Problem to solve | Quote each line exactly, from the line that contains "Target: calm water surface" down to the last line of the listing, and no other lines.

── Dataset rows

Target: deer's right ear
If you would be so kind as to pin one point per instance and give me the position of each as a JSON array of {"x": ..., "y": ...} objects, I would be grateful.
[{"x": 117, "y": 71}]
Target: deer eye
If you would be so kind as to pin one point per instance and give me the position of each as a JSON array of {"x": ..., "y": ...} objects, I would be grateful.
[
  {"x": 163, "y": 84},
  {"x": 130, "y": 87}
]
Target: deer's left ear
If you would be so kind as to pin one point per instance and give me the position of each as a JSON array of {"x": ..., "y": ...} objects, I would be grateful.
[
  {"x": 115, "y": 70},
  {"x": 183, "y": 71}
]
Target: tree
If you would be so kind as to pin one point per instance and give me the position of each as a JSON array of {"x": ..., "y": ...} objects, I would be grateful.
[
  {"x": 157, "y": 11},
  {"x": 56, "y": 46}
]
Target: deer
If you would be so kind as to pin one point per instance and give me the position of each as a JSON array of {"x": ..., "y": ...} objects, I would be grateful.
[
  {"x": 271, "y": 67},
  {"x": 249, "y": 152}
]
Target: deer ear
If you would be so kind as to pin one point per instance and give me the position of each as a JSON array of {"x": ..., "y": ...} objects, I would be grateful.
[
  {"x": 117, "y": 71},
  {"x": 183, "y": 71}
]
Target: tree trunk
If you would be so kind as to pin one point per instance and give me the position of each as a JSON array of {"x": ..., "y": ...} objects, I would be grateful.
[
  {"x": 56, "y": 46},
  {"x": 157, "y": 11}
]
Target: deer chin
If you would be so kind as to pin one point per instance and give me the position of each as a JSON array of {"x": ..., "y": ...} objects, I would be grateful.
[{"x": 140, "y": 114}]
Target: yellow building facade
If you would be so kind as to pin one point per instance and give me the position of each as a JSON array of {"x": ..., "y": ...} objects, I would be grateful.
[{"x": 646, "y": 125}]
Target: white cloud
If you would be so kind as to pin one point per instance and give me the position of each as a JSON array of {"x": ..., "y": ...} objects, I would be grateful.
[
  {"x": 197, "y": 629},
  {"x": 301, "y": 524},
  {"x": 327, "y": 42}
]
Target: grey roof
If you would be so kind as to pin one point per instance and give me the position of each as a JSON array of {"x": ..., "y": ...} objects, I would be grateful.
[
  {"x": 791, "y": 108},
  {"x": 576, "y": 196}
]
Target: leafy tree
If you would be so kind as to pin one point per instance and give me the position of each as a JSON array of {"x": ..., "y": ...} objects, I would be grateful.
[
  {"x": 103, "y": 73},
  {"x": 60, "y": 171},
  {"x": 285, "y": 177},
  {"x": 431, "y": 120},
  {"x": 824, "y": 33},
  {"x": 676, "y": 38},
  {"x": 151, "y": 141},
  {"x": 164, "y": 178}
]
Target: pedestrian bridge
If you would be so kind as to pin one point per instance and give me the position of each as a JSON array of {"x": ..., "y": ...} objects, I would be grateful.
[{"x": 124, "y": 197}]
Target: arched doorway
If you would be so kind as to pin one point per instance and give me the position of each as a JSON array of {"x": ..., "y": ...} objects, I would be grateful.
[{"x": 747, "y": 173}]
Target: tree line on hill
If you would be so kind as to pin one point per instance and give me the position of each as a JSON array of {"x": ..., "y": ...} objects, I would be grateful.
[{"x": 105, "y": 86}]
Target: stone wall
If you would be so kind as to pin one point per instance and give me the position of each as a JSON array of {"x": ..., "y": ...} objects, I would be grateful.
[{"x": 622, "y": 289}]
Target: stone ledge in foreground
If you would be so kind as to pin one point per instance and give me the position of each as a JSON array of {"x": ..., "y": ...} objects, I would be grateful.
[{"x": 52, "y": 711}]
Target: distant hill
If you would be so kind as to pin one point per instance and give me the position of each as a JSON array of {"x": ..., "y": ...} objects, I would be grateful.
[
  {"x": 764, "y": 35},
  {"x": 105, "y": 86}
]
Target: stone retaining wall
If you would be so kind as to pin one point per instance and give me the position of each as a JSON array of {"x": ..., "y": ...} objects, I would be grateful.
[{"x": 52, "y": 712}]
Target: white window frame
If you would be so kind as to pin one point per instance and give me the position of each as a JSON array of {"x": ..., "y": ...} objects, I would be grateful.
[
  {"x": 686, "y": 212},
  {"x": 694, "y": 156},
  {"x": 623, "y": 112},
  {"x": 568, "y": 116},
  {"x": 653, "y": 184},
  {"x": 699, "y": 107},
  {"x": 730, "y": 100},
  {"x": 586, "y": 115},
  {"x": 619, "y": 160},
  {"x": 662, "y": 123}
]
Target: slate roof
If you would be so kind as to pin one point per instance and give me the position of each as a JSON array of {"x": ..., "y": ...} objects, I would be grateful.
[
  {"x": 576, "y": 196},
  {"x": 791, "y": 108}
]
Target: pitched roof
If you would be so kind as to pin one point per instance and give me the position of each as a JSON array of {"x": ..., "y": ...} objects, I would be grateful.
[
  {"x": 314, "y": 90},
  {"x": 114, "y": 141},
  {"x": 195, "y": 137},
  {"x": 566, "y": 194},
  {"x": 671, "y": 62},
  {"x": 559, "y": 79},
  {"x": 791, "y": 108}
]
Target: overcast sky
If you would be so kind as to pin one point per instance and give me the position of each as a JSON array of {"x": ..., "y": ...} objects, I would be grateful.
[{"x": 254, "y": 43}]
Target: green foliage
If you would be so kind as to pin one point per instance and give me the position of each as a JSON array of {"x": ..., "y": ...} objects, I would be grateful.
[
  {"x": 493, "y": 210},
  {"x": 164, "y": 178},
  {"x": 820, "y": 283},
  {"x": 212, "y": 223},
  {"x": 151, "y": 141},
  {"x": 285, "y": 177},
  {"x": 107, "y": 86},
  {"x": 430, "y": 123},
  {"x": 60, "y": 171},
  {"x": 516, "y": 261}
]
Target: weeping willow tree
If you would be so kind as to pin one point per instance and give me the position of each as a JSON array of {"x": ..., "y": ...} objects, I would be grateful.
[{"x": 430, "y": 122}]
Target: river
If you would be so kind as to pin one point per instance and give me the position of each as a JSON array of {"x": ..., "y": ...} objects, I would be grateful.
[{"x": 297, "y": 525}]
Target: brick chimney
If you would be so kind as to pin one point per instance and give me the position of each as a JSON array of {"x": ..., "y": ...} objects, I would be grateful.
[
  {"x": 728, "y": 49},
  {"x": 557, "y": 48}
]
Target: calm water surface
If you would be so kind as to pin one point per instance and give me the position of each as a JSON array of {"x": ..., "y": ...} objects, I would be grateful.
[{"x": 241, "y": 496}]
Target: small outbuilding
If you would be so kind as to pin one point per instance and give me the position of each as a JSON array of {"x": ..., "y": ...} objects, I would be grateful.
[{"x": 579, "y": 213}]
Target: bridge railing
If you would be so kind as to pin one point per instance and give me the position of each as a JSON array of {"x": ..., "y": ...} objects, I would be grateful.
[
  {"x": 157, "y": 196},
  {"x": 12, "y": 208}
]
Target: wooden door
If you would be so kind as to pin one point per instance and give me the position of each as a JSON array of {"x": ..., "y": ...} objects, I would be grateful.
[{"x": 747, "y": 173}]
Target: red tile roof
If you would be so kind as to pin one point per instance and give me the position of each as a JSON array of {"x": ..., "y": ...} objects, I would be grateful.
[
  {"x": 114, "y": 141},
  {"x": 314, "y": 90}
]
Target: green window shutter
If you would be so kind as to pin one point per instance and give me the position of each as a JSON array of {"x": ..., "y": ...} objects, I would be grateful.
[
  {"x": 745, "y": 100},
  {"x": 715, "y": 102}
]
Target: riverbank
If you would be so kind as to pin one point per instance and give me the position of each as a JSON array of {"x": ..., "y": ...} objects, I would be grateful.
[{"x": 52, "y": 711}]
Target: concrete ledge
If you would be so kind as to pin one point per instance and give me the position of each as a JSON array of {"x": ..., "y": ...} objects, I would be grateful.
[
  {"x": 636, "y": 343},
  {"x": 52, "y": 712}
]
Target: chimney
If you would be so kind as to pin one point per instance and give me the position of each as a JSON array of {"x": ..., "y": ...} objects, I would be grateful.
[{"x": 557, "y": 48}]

────

Task solution |
Target: calm water surface
If you would be so kind as to pin one point per instance and give me the position of each as a JSON array of {"x": ..., "y": ...} objects, I would be grateful.
[{"x": 241, "y": 496}]
Target: small outbuilding
If you would be so kind as to pin one point per instance and give me the position of each as a JSON array of {"x": ..., "y": ...} objects, I would be grateful.
[{"x": 579, "y": 213}]
Target: bridge railing
If you would be so kind as to pin one point per instance and give me the position of each as a JSON array of {"x": ..., "y": ...} objects, I would be grateful.
[
  {"x": 157, "y": 196},
  {"x": 12, "y": 208}
]
Target: wooden door
If you would be so kind as to pin one point per instance and give me the position of each as a JSON array of {"x": ..., "y": ...} objects, I would be grateful.
[{"x": 747, "y": 173}]
Target: red tile roof
If you would be so kind as to pin one point per instance and give me the position of each as a JSON array of {"x": ..., "y": ...} objects, I would be grateful.
[
  {"x": 114, "y": 141},
  {"x": 314, "y": 90}
]
Target: green window shutter
If you would be so kind as to pin one point per instance and give me the position of each as a JSON array of {"x": ..., "y": ...} objects, I would be grateful.
[
  {"x": 745, "y": 100},
  {"x": 715, "y": 102}
]
Target: riverbank
If you would be so kind as to pin one point per instance and give me the position of each as a JSON array of {"x": ..., "y": ...} objects, I would be grateful.
[{"x": 52, "y": 711}]
Target: concrete ledge
If you would be so kind as to pin one point per instance and give me the position of each as a JSON array of {"x": ..., "y": ...} objects, I would be grateful.
[
  {"x": 636, "y": 343},
  {"x": 52, "y": 712}
]
Target: chimney
If you would be so kind as to pin one point per instance and give me the position of each as a JSON array of {"x": ..., "y": ...} objects, I would be grateful.
[{"x": 557, "y": 48}]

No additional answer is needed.